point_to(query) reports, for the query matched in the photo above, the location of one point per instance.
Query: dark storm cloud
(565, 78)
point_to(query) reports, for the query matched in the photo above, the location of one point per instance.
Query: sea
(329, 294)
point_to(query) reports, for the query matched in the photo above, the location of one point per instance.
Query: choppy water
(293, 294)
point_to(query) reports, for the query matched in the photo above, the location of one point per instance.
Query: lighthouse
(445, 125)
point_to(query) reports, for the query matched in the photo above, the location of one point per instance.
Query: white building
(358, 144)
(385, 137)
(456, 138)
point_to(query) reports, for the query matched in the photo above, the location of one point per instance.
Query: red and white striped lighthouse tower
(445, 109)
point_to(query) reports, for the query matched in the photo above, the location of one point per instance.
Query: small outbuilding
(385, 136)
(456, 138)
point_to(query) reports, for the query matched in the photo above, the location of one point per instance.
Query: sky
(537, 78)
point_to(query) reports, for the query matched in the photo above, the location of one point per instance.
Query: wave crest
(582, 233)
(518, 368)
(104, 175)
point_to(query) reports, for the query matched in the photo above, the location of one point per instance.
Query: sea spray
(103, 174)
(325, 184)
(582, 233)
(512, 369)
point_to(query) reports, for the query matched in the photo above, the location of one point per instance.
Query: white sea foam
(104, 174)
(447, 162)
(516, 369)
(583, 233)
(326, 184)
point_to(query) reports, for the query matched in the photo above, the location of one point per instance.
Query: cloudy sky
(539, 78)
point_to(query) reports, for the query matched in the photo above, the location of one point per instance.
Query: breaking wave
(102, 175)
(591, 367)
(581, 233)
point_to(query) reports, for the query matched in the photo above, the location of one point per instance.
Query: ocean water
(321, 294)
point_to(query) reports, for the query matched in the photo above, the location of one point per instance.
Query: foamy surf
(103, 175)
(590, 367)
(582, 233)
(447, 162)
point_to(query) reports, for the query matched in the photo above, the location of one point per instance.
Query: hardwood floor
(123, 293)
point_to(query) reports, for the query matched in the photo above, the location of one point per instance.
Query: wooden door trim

The exercise:
Repeat every entry exactly, please.

Solution to the problem:
point_to(query) reports, for the query matched in the photo above, the location of one point per instance.
Query: dark storm cloud
(565, 78)
point_to(query) reports, for the query matched in the photo above, the location of one point per instance.
Query: sea
(329, 294)
point_to(query) reports, for the query matched in the photo above, the location of one point per instance.
Query: choppy water
(293, 294)
point_to(query) reports, for the query matched in the photo above, the location of one point per instance.
Query: lighthouse
(445, 125)
point_to(query) reports, for the query matched in the photo above, the location of one point per instance.
Query: white building
(358, 144)
(385, 137)
(456, 138)
point_to(query) reports, for the query matched in the photo above, the location of one point per instance.
Query: red and white striped lighthouse tower
(445, 109)
point_to(query) reports, for the query matched in the photo above, the location of one point per instance.
Query: small outbuilding
(385, 136)
(456, 138)
point_to(query) reports, for the query matched in the photo above, the location of one point per instance.
Query: sky
(537, 78)
point_to(query) reports, for the query matched in the photo above, the location of one point per instance.
Query: wave crest
(582, 233)
(518, 368)
(104, 175)
point_to(query) reports, for the query matched in the photo above, the location of one point per instance.
Query: sea spray
(103, 174)
(325, 184)
(582, 233)
(512, 369)
point_to(query) reports, for the query matched in the photo above, the location of one point per instance.
Query: white sea foam
(104, 174)
(447, 162)
(516, 369)
(583, 233)
(326, 184)
point_to(query) reports, for the query matched in the photo above, the location of one point per instance.
Query: cloudy sky
(539, 78)
point_to(query) reports, for the query matched in the photo above, the location of one point per instance.
Query: breaking wave
(102, 175)
(591, 367)
(581, 233)
point_to(query) reports, for the query matched in the photo above, the location of one point per instance.
Query: ocean water
(321, 294)
point_to(query) reports, for the query matched in the photo above, the location of one point per instance.
Query: foamy surf
(103, 175)
(590, 367)
(582, 233)
(447, 162)
point_to(query) reports, for the query matched in the photo above, the location of one point per instance.
Query: hardwood floor
(123, 293)
point_to(query) reports, for the query matched in the photo above, the location of one point per instance.
Query: wooden door trim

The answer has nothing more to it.